Artículo —
┏━━

La décima carta, o cómo enfrentarse a la titánica y necesaria tarea de reconstruir una historia que crece constantemente

Es un poco contradictorio que uno de los directores de cine español más importantes de este pasado siglo sea también uno de los menos reconocidos en la actualidad. Resulta pues de justicia (poética, si queréis) recuperar el nombre de Basilio Martín Patino: un cineasta a contracorriente, que realizó sus películas a pesar del franquismo, a pesar de la censura y a pesar de la falta de medios. Rodó varias de ellas en la clandestinidad y sufrió también la incomprensión de los productores. Pero también gozó, por extraño que parezca, de una libertad inusual: la de no estar sujeto a los imperativos que marca, a golpe de rentabilidad, la inclemente industria del cine.
Casi cincuenta años después de que Martín Patino dirigiera Nueve Cartas a Berta, su primer largometraje de ficción, la joven directora Virginia García del Pino emprende una encomiable y dificultosa labor: la de realizar el retrato de uno de los cineastas más enigmáticos e innovadores de aquel movimiento que allá por los años 60 se dio por llamar Nuevo Cine Español. Alguien que a día de hoy cuenta ya con 84 años. Alguien que ha estado a punto de dejar el cine varias veces pero que nunca ha llegado a hacerlo. Alguien honesto, humilde y un tanto esquivo. Alguien que, ante todo, no quiere convertirse en el protagonista de la historia.

┗━━

Registros —
┏━━

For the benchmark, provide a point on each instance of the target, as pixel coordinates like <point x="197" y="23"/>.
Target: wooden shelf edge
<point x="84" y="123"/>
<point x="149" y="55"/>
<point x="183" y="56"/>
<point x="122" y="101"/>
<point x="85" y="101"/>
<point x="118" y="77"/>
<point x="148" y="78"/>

┗━━

Ejercicios propuestos —
(A) Indica si cada afirmación coincide con el artículo sobre Basilio Martín Patino, respondiendo sí o no y citando literalmente las palabras del artículo que lo deciden: (i) Martín Patino rodó varias de sus películas en la clandestinidad; (ii) Nueve Cartas a Berta fue su primer largometraje de ficción; (iii) Martín Patino terminó dejando el cine.
(B) Por favor, transforma todas las líneas de los registros en una lista JSON de cadenas, con una cadena por línea.

Soluciones —
(A)
(i) Sí: "Rodó varias de ellas en la clandestinidad".
(ii) Sí: "Nueve Cartas a Berta, su primer largometraje de ficción".
(iii) No: "ha estado a punto de dejar el cine varias veces pero que nunca ha llegado a hacerlo".

(B)
[
  "For the benchmark, provide a point on each instance of the target, as pixel coordinates like <point x=\"197\" y=\"23\"/>.",
  "Target: wooden shelf edge",
  "<point x=\"84\" y=\"123\"/>",
  "<point x=\"149\" y=\"55\"/>",
  "<point x=\"183\" y=\"56\"/>",
  "<point x=\"122\" y=\"101\"/>",
  "<point x=\"85\" y=\"101\"/>",
  "<point x=\"118\" y=\"77\"/>",
  "<point x=\"148\" y=\"78\"/>"
]